TASK INSTRUCTIONS
How many lines in the listing below contain the word "positive"? Reply with the number alone.

[Gathered data entries]
■ ■ ■ ■ ■

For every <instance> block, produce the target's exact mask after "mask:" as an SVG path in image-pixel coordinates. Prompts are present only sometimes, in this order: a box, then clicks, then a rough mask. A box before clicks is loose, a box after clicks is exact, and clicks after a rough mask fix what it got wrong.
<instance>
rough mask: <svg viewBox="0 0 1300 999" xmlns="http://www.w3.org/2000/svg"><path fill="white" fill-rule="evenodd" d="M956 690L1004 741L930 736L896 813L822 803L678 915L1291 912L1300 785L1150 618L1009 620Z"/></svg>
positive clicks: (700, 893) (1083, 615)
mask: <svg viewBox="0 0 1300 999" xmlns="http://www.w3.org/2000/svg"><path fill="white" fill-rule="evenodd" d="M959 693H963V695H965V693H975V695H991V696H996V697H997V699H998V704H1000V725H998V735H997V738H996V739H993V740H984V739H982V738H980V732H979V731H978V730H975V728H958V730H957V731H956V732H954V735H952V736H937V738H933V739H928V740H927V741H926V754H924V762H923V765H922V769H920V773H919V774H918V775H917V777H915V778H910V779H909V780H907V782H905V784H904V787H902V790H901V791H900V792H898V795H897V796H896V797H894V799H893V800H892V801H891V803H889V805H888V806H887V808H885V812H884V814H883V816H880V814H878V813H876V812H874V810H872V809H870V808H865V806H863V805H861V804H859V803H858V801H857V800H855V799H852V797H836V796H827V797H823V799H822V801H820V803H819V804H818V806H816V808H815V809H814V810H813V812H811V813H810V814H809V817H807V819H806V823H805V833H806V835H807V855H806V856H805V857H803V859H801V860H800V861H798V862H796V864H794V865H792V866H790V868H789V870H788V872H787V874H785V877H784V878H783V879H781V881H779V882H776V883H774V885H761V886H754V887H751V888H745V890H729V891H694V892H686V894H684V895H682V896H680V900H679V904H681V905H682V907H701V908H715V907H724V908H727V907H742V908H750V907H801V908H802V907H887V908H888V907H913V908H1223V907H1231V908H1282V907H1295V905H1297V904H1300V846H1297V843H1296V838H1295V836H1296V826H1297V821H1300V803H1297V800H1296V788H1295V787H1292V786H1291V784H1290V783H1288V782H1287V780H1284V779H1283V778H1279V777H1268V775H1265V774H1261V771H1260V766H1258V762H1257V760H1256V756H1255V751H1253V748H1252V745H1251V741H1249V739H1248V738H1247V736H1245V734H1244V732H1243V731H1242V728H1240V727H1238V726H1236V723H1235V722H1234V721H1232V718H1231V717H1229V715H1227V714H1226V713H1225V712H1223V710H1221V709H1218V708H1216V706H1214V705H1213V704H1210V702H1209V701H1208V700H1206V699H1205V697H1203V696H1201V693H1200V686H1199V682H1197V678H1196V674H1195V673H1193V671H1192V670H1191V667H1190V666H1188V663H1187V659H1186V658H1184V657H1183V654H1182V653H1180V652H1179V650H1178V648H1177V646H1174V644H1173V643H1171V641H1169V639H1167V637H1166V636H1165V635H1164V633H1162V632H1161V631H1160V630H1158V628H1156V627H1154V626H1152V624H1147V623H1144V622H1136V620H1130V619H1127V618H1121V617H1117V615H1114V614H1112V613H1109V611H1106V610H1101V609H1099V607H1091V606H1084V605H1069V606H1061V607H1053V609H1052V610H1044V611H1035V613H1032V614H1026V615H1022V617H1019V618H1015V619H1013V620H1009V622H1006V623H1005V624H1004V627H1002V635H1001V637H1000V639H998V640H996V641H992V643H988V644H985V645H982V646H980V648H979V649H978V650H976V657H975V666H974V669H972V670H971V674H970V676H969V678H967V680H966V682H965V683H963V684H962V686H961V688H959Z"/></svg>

■ ■ ■ ■ ■

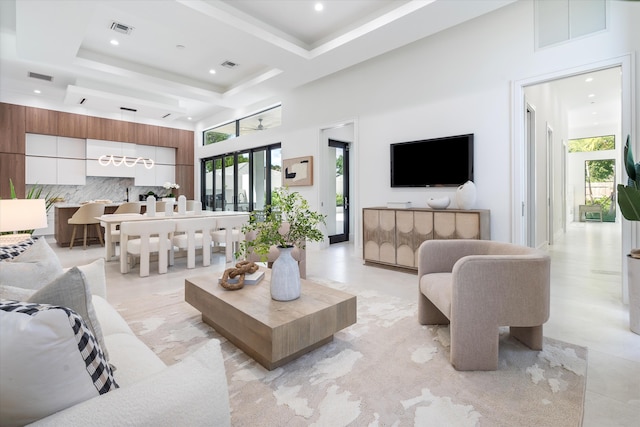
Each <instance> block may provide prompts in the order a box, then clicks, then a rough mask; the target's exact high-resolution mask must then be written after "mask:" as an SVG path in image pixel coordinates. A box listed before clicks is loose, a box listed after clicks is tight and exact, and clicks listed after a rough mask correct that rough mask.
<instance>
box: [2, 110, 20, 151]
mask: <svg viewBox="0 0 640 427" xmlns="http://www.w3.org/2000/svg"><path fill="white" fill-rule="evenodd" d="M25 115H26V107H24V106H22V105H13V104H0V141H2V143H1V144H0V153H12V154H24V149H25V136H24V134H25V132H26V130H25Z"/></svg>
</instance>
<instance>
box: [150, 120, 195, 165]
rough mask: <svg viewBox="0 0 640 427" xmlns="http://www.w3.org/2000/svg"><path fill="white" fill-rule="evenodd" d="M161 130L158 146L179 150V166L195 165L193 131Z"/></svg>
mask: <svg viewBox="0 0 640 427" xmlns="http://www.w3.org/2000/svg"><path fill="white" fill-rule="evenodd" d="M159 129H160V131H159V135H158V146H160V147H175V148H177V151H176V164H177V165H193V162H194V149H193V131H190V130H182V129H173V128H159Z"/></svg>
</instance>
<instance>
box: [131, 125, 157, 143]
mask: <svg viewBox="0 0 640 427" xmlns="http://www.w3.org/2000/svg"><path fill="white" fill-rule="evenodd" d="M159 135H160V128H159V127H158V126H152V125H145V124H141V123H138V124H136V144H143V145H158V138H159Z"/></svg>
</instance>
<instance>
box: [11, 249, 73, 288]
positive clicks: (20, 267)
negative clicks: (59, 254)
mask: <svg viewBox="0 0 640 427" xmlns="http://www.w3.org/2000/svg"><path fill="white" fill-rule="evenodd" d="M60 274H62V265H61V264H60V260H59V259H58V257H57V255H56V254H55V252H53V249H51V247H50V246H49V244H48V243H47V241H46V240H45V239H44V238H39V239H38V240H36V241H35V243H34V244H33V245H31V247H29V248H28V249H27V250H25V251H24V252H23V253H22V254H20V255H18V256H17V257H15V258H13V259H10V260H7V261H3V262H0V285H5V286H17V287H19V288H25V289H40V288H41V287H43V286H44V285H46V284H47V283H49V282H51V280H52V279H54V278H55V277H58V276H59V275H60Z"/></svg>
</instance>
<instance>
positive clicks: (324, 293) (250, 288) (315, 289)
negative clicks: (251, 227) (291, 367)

■ ■ ■ ■ ■

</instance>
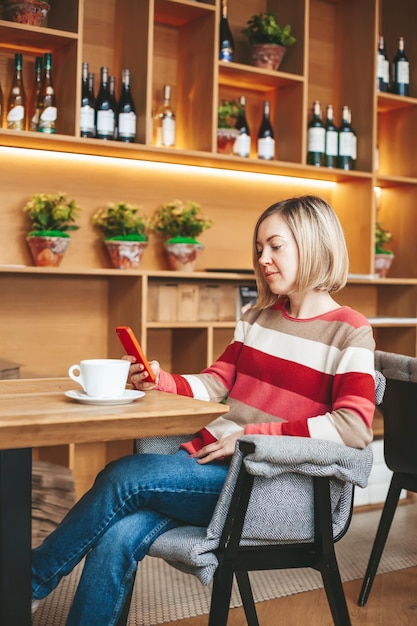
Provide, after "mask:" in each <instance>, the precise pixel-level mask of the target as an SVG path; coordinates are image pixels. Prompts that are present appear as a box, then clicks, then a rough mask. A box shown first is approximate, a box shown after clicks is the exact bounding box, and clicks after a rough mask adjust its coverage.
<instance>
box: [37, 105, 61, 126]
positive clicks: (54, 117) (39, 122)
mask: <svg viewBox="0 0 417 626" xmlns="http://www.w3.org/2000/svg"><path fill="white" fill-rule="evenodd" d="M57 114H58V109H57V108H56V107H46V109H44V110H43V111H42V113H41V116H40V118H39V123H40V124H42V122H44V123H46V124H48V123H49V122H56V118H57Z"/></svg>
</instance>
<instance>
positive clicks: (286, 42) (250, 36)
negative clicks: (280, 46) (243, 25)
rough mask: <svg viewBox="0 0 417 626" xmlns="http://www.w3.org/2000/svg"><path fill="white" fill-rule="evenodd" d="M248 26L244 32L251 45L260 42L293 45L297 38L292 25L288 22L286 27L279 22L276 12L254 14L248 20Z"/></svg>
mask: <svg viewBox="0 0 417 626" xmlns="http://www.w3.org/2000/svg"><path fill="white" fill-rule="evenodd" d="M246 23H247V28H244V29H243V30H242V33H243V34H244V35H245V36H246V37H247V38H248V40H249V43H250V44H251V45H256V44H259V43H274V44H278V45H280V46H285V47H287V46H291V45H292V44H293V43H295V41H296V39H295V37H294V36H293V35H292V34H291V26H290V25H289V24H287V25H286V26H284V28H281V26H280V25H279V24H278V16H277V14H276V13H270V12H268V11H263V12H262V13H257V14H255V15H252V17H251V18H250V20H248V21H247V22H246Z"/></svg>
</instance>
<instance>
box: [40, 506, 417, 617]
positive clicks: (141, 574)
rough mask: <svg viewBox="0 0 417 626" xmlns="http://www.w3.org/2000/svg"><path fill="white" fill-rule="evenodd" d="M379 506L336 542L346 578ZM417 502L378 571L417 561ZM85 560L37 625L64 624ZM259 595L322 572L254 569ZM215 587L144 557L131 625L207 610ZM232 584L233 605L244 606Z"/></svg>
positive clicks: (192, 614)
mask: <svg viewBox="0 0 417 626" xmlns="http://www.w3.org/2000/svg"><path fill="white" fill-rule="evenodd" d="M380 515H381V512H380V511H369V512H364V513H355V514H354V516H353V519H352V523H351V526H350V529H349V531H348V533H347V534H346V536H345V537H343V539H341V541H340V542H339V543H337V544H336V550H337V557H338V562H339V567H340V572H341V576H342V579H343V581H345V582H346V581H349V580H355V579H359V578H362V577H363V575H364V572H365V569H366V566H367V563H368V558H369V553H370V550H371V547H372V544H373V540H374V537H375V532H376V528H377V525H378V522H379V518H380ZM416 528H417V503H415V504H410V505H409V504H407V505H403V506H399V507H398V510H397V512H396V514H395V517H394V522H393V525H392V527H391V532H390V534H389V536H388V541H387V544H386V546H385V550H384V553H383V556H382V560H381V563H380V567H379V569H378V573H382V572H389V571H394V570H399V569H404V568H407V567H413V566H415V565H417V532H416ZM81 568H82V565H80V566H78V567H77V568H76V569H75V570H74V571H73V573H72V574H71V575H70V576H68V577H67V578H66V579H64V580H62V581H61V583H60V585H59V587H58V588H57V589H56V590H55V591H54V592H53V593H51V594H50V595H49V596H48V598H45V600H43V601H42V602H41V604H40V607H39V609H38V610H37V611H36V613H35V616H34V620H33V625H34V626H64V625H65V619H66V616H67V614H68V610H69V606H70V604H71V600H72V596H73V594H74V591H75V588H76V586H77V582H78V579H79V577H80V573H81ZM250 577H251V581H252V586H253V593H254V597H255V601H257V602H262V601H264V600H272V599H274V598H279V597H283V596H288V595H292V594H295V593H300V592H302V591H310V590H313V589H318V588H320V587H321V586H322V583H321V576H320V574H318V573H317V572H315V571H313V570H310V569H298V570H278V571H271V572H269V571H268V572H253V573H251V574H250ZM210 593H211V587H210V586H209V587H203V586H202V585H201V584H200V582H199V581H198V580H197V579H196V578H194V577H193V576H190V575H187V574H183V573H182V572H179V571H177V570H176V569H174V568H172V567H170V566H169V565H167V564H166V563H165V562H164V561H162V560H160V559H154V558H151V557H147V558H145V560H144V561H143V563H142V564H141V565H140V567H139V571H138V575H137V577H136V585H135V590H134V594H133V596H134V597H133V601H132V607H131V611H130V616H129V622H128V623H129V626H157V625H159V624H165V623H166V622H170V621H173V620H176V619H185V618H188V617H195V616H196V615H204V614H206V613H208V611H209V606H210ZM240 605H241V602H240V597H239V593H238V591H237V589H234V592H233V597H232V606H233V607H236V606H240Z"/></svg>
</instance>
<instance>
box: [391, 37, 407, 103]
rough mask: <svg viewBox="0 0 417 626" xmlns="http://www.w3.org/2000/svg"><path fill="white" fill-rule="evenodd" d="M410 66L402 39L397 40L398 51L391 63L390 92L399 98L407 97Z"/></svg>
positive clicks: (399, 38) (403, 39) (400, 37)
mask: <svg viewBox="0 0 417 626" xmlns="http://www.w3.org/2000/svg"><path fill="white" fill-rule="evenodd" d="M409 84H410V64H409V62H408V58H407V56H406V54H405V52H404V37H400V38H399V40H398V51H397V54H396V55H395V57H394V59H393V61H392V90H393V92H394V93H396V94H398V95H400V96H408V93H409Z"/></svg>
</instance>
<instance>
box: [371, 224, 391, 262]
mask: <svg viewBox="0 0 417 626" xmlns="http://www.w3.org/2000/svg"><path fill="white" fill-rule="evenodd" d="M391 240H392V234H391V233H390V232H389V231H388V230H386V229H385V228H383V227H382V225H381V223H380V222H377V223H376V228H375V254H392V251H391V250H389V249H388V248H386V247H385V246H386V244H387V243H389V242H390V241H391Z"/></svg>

■ ■ ■ ■ ■

EXERCISE ANSWER
8